**TASK REQUIREMENTS**
Count the lines of the listing below that contain the string "helmet", treating uppercase and lowercase as different, and give only the number.

**INPUT DATA**

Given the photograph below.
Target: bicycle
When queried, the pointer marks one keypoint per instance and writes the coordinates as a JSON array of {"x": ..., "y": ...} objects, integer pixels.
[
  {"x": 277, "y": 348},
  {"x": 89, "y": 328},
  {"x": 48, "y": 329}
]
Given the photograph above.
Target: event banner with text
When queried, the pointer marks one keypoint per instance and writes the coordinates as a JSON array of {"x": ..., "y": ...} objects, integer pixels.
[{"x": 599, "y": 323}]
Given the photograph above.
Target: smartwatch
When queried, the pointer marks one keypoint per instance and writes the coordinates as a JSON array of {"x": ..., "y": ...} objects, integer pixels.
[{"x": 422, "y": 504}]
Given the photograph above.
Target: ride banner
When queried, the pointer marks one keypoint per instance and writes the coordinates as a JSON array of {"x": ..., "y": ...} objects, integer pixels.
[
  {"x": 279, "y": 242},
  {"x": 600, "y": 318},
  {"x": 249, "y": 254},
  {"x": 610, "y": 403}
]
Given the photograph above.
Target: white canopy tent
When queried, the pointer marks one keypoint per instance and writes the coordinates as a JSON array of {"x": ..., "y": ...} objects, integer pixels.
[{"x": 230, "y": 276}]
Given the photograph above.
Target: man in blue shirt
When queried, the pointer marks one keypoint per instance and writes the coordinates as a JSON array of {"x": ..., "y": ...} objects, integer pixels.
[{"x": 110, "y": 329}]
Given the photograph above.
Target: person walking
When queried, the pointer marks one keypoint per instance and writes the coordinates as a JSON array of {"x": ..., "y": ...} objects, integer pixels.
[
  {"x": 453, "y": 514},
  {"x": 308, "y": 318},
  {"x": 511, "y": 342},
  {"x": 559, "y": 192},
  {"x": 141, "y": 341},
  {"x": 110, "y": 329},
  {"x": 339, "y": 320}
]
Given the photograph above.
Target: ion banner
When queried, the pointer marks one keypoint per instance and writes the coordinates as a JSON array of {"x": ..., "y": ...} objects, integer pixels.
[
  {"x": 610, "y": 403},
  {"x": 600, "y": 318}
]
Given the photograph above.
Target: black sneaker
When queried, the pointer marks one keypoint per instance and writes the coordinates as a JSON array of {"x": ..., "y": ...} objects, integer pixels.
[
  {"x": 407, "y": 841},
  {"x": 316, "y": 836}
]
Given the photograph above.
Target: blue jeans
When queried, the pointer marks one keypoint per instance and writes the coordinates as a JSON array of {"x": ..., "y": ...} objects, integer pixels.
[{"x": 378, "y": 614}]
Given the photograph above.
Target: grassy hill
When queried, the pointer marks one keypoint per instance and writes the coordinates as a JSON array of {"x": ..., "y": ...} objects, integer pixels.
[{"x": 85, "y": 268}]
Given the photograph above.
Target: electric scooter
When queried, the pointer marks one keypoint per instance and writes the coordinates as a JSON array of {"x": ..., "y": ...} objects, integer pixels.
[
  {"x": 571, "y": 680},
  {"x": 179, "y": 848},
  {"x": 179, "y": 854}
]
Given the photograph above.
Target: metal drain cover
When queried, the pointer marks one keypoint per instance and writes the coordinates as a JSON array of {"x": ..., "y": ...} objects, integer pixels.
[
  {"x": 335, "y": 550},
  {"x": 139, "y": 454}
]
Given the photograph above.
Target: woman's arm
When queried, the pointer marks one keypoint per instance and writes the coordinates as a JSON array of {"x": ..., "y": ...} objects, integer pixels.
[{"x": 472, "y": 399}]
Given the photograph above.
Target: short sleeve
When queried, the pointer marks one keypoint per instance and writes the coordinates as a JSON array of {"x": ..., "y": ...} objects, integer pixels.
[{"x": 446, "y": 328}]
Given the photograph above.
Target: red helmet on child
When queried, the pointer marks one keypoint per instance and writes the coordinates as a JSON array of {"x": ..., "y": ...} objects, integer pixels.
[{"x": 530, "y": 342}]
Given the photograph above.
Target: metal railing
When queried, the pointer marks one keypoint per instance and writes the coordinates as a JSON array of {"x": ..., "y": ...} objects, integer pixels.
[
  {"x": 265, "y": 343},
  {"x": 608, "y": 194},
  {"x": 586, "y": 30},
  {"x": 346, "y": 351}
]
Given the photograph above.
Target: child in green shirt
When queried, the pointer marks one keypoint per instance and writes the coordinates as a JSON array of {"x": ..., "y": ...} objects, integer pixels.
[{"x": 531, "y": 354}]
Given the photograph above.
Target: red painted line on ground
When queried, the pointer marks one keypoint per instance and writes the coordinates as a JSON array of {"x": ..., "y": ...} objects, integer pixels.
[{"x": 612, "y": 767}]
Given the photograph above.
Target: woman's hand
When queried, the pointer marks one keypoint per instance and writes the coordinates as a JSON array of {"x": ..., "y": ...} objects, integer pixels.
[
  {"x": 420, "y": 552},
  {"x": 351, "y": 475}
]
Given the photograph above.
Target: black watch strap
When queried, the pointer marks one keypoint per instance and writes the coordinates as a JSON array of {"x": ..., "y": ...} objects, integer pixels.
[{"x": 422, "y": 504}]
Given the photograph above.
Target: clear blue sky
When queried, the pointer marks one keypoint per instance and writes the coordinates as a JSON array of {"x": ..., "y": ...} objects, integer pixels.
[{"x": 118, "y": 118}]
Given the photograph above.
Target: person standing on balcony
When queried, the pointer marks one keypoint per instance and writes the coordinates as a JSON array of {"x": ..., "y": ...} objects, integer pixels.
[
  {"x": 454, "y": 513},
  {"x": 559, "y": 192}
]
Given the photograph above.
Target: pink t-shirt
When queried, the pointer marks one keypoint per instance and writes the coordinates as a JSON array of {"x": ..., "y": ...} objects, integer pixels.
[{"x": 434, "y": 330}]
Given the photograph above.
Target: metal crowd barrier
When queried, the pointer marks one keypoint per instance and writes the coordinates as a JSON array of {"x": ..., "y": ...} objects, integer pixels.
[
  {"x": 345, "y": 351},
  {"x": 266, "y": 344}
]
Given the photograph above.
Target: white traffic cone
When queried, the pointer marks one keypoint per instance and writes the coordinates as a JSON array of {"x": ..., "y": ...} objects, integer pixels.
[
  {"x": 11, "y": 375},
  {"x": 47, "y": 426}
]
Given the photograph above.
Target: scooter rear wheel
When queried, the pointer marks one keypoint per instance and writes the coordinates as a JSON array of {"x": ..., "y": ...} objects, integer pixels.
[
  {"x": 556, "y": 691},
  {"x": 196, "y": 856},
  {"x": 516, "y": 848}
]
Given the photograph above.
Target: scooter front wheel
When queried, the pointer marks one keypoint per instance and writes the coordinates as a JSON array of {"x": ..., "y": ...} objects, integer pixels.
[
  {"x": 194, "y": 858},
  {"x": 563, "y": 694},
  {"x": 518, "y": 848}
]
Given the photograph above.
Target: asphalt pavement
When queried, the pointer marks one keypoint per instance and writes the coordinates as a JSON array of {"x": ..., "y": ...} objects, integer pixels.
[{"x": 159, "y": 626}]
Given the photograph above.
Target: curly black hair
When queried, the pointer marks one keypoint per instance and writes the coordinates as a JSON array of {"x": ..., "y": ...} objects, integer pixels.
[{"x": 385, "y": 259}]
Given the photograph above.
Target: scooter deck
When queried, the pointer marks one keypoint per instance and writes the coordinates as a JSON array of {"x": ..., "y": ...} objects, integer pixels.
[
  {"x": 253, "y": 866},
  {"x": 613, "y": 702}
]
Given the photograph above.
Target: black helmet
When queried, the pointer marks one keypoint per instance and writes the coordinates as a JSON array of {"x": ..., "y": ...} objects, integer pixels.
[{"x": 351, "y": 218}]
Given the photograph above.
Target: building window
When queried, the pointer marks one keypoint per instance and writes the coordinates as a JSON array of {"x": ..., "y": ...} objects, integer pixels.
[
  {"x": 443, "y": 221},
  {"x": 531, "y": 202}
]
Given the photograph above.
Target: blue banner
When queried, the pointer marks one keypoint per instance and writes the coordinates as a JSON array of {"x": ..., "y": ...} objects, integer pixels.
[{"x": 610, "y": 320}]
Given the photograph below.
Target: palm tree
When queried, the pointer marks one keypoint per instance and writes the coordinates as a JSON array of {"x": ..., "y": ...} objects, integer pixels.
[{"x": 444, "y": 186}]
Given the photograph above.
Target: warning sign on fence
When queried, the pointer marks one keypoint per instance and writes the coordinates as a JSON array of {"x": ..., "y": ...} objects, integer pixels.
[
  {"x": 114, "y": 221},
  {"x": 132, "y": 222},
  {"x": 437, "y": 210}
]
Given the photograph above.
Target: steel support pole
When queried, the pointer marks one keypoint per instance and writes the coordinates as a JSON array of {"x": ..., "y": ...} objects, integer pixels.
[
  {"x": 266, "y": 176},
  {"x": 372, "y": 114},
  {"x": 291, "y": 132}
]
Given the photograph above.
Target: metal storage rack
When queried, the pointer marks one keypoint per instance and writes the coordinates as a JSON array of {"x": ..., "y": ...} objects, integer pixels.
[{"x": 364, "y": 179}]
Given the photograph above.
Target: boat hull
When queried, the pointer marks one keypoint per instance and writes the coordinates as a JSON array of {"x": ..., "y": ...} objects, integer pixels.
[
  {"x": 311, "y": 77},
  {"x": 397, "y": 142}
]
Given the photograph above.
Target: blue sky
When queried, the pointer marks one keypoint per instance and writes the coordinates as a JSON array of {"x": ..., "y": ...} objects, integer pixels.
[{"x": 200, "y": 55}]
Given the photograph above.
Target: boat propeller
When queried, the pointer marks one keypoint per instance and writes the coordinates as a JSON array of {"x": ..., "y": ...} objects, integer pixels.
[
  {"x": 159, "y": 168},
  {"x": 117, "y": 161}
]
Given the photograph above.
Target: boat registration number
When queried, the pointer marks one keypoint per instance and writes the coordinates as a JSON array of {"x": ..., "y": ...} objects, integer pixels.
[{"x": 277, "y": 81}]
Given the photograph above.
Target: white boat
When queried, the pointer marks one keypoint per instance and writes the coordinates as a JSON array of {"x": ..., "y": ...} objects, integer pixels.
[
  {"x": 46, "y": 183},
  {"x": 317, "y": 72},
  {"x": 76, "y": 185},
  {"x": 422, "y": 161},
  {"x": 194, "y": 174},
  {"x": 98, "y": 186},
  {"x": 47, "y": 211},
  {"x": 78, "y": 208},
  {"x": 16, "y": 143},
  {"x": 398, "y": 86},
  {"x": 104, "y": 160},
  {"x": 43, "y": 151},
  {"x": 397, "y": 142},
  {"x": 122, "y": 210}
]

**SOLUTION TO THIS EXERCISE**
2